### GIVEN TEXT

##############################

LIFE & CULTURE

Contraceptive App Natural Cycles Investigated After Unwanted Pregnancies

"I felt colossally naive"
pregnancy

Marketed as the “world’s first contraceptive app,” Natural Cycles sounds like a dream come true for the millions of women across the world searching for an alternative to the pill. 

Since its launch last year, Natural Cycles has registered more than 700,000 users in over 200 countries. But after reports of unwanted pregnancies started pouring in – one hospital linked at least 37 abortions over a three month period, an investigation has been launched into the accuracy of the app

On its website, Natural Cycles describes itself as “an effective, natural method of contraception” and “protection with more sexual freedom – minus the side effects.” It works by having users measure their temperature (with the provided thermometer) in the morning and enter the results into the app. It will then tell you whether you can have sex – green light – or are fertile and should use protection – red light.

##############################

(Referring expression data)
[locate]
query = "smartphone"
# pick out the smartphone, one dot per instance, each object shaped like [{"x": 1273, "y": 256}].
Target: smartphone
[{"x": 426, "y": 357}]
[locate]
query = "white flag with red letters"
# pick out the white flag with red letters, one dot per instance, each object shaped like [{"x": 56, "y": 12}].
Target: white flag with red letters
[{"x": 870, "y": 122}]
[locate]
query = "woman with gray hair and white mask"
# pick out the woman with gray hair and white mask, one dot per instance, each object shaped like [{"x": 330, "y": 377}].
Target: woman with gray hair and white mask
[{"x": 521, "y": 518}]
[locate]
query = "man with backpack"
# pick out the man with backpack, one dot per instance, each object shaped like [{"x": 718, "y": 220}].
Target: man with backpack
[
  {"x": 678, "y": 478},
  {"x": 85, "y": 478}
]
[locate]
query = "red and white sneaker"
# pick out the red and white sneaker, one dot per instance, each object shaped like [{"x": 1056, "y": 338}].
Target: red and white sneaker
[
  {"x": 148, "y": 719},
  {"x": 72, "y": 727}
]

##############################

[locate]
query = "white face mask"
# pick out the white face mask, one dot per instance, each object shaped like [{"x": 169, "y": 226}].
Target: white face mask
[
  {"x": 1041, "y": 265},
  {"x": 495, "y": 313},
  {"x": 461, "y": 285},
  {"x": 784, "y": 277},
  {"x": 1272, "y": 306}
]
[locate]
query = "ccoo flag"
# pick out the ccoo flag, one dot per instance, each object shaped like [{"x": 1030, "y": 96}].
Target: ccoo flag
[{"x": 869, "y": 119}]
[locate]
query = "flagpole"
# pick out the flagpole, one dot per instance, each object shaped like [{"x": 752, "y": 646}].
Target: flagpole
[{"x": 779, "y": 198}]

##############################

### APPLY WHAT YOU READ
1: Can you turn the paragraph of the Natural Cycles article that begins "On its website, Natural Cycles describes itself" into a short bulleted list that keeps its main facts?
2: Could you pick up the Natural Cycles article after its last paragraph and carry it on?
These lines are separate material, not part of the article on the Natural Cycles app.

### ANSWERS
1:
- Natural Cycles' website calls it "an effective, natural method of contraception" and "protection with more sexual freedom – minus the side effects."
- Each morning, users take their temperature with the provided thermometer and enter the result into the app.
- The app then shows a green light if they can have sex, or a red light if they are fertile and should use protection.

2:
natural cycles

In a first-person report for The Guardian, writer Olivia Sudjic reveals that after four-months using the app, she fell pregnant. After having an abortion, Sudjic started to investigate, finding a 2016 Guardian interview in which Natural Cycles co-founder Elina Berglund describes the ideal user as a woman in a stable relationship who is planning to have children at some point and says it’s not a good option for women who absolutely want to avoid a pregnancy.

As Sudjic point out, the above isn’t clear in Natural Cycles’ marketing and certainly isn’t shown as a warning when women download the app. 

“I felt colossally naive,” Sudjic wrote of falling pregnant. “I’d used the app in the way I do most of the technology in my life: not quite knowing how it works, but taking for granted that it does. Speaking to others who bought the app as contraception, it seems that many feel the same.”

In response to the backlash, Natural Cycles said unwanted pregnancies are an “inevitable reality” with any form of contraception.